● **Work instructions**
In your copy of the data below, reproduce every entry exactly and omit the pictures.

◇ ◇ ◇ ◇

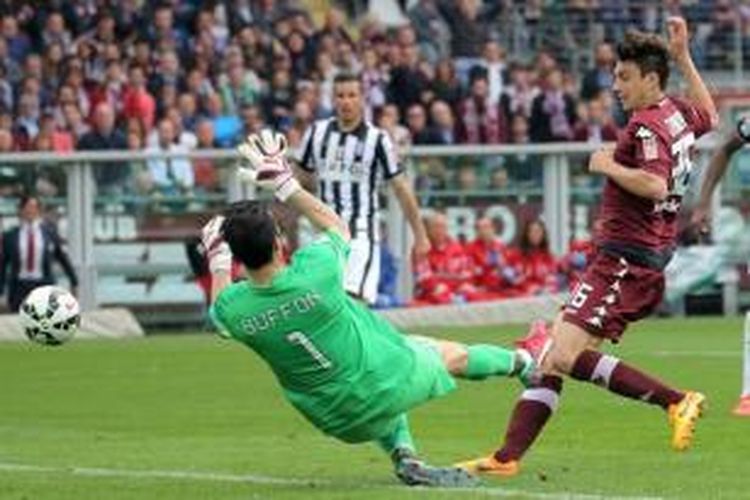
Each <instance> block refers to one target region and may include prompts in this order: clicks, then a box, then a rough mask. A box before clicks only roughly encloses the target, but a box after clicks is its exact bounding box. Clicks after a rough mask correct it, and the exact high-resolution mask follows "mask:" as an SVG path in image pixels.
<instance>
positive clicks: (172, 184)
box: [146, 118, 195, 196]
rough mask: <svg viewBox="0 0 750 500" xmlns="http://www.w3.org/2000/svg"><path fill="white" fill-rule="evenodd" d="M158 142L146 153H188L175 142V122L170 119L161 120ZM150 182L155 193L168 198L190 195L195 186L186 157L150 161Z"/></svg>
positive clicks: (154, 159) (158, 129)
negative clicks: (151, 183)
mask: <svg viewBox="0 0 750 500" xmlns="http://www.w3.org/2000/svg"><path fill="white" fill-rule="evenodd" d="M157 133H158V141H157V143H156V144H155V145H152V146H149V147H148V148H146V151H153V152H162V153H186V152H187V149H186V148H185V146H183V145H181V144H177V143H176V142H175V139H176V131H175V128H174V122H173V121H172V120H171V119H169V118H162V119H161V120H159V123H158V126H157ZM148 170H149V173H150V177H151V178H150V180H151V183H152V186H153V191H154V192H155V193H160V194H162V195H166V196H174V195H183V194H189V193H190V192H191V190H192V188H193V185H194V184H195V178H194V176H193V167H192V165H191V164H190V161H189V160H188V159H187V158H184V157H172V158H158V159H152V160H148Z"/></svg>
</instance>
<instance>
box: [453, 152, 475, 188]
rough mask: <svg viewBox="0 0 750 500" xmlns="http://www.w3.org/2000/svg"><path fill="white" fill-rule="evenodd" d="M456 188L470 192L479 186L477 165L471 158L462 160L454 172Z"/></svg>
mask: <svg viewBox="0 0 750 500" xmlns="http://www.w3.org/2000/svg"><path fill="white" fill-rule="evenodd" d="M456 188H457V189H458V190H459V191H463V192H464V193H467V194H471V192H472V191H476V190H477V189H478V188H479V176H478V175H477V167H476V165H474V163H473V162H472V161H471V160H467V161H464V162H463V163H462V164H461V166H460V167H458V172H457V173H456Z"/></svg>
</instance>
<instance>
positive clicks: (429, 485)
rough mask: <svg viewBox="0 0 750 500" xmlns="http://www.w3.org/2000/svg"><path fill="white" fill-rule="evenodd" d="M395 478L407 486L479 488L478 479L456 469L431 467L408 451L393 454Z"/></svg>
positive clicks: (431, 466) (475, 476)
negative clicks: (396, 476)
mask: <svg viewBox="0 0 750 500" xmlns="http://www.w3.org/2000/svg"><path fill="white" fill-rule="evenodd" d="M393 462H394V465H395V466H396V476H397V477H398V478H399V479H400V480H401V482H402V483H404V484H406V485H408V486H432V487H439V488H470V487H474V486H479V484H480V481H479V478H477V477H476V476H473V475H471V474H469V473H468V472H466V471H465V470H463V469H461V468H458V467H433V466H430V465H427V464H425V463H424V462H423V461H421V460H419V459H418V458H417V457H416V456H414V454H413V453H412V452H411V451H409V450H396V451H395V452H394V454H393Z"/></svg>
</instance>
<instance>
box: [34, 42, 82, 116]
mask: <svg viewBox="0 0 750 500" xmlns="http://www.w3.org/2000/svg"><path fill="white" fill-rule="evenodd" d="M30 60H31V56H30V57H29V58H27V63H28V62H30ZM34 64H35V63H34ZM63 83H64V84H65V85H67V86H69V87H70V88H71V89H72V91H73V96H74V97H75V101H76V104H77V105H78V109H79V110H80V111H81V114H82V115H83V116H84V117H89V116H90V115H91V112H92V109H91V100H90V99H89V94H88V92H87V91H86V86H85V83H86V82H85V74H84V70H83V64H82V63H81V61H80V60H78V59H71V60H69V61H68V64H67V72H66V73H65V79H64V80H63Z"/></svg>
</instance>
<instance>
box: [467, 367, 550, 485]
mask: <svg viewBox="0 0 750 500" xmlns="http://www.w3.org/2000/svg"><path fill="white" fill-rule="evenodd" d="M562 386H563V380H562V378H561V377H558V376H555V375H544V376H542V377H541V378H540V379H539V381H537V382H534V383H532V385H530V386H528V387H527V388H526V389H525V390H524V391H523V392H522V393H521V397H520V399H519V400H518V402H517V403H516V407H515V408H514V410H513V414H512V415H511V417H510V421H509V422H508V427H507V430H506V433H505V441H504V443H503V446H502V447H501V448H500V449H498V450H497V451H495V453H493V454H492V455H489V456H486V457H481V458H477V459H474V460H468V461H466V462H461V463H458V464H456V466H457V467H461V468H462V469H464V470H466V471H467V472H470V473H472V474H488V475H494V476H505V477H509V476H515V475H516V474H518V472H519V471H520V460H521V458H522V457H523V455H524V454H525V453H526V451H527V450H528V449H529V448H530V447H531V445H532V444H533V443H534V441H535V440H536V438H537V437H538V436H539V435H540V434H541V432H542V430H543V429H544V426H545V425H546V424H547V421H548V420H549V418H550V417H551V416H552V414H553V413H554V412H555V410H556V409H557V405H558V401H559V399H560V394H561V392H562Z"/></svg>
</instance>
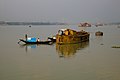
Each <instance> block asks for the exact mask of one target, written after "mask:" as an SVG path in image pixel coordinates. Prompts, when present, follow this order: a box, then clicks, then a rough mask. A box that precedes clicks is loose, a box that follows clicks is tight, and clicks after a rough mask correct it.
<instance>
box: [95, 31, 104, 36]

◇ ◇ ◇ ◇

● **Finished task**
Each <instance> block refers to one target region and may include prompts in this order: clicks, then a box, then a rough mask. A box before clicks only roughly encloses the target, but a box after clicks is its exact bounding box. Clicks after a rough mask correct it, and the exact high-resolution mask follows "mask:" as an SVG path in image pixels.
<instance>
positive clicks: (172, 184)
box: [146, 118, 195, 196]
rough mask: <svg viewBox="0 0 750 500" xmlns="http://www.w3.org/2000/svg"><path fill="white" fill-rule="evenodd" d="M158 142L146 153H188L175 142V122L170 119L161 120ZM150 182L155 193L168 198L190 195L195 186L186 157L150 161Z"/></svg>
positive clicks: (154, 159) (158, 129)
negative clicks: (151, 183)
mask: <svg viewBox="0 0 750 500" xmlns="http://www.w3.org/2000/svg"><path fill="white" fill-rule="evenodd" d="M157 133H158V141H157V143H156V144H155V145H152V146H149V147H148V148H146V151H153V152H162V153H186V152H187V149H186V148H185V146H183V145H181V144H177V143H176V142H175V139H176V131H175V128H174V122H173V121H172V120H171V119H169V118H162V119H161V120H159V123H158V126H157ZM148 170H149V173H150V177H151V178H150V180H151V183H152V186H153V191H154V192H155V193H160V194H162V195H166V196H174V195H183V194H189V193H190V192H191V190H192V188H193V185H194V184H195V178H194V176H193V167H192V165H191V164H190V161H189V160H188V159H187V158H184V157H172V158H158V159H152V160H148Z"/></svg>
</instance>
<instance>
box: [453, 152, 475, 188]
rough mask: <svg viewBox="0 0 750 500" xmlns="http://www.w3.org/2000/svg"><path fill="white" fill-rule="evenodd" d="M456 188L470 192L479 186L477 165L471 158L462 160L454 172Z"/></svg>
mask: <svg viewBox="0 0 750 500" xmlns="http://www.w3.org/2000/svg"><path fill="white" fill-rule="evenodd" d="M456 188H457V189H458V190H459V191H463V192H464V193H467V194H471V192H472V191H476V190H477V189H478V188H479V176H478V175H477V167H476V165H474V163H473V162H472V161H471V160H467V161H464V162H463V163H462V164H461V166H460V167H458V172H457V173H456Z"/></svg>
</instance>
<instance>
positive clicks: (429, 485)
rough mask: <svg viewBox="0 0 750 500" xmlns="http://www.w3.org/2000/svg"><path fill="white" fill-rule="evenodd" d="M395 478L407 486L479 488L478 479L456 469L431 467L408 451L393 454Z"/></svg>
positive clicks: (431, 466) (475, 476)
negative clicks: (396, 476)
mask: <svg viewBox="0 0 750 500" xmlns="http://www.w3.org/2000/svg"><path fill="white" fill-rule="evenodd" d="M393 462H394V465H395V466H396V476H397V477H398V478H399V479H400V480H401V482H402V483H404V484H406V485H408V486H432V487H439V488H470V487H474V486H479V484H480V481H479V478H477V477H476V476H473V475H471V474H469V473H468V472H466V471H465V470H463V469H461V468H458V467H433V466H430V465H427V464H425V463H424V462H423V461H421V460H419V459H418V458H417V457H416V456H414V454H413V453H412V452H411V451H409V450H396V451H395V452H394V454H393Z"/></svg>
</instance>
<instance>
box: [34, 42, 82, 116]
mask: <svg viewBox="0 0 750 500" xmlns="http://www.w3.org/2000/svg"><path fill="white" fill-rule="evenodd" d="M30 60H31V56H30V57H29V58H27V63H28V62H30ZM34 64H35V63H34ZM63 83H64V84H65V85H67V86H69V87H70V88H71V89H72V91H73V96H74V97H75V101H76V104H77V105H78V109H79V110H80V111H81V114H82V115H83V116H84V117H89V116H90V115H91V112H92V109H91V100H90V99H89V94H88V92H87V91H86V86H85V83H86V82H85V74H84V70H83V64H82V63H81V61H80V60H78V59H71V60H69V61H68V64H67V72H66V73H65V79H64V80H63Z"/></svg>
</instance>
<instance>
box: [467, 367, 550, 485]
mask: <svg viewBox="0 0 750 500" xmlns="http://www.w3.org/2000/svg"><path fill="white" fill-rule="evenodd" d="M562 386H563V380H562V378H561V377H558V376H555V375H544V376H542V377H541V378H540V379H539V381H537V382H534V383H532V385H530V386H528V387H527V388H526V389H525V390H524V391H523V392H522V393H521V397H520V399H519V400H518V402H517V403H516V407H515V408H514V410H513V414H512V415H511V417H510V421H509V422H508V427H507V430H506V433H505V441H504V443H503V446H502V447H501V448H500V449H498V450H497V451H495V453H493V454H492V455H489V456H486V457H481V458H477V459H474V460H468V461H466V462H461V463H458V464H456V466H457V467H461V468H462V469H464V470H466V471H467V472H470V473H472V474H488V475H494V476H505V477H509V476H515V475H516V474H518V472H519V471H520V460H521V458H522V457H523V455H524V454H525V453H526V451H527V450H528V449H529V448H530V447H531V445H532V444H533V443H534V441H535V440H536V438H537V437H538V436H539V435H540V434H541V432H542V430H543V429H544V426H545V425H546V424H547V421H548V420H549V418H550V417H551V416H552V414H553V413H554V412H555V410H556V409H557V405H558V401H559V399H560V394H561V392H562Z"/></svg>
</instance>
Each <instance> block asks for the exact mask of one target, written after "mask:" as an SVG path in image pixel coordinates. Prompts, when present, follow this order: a box, then clicks, then a rough mask. A box that precedes clicks is loose, a box that follows clicks is tight, and clicks after a rough mask correct it.
<instance>
box: [95, 31, 104, 36]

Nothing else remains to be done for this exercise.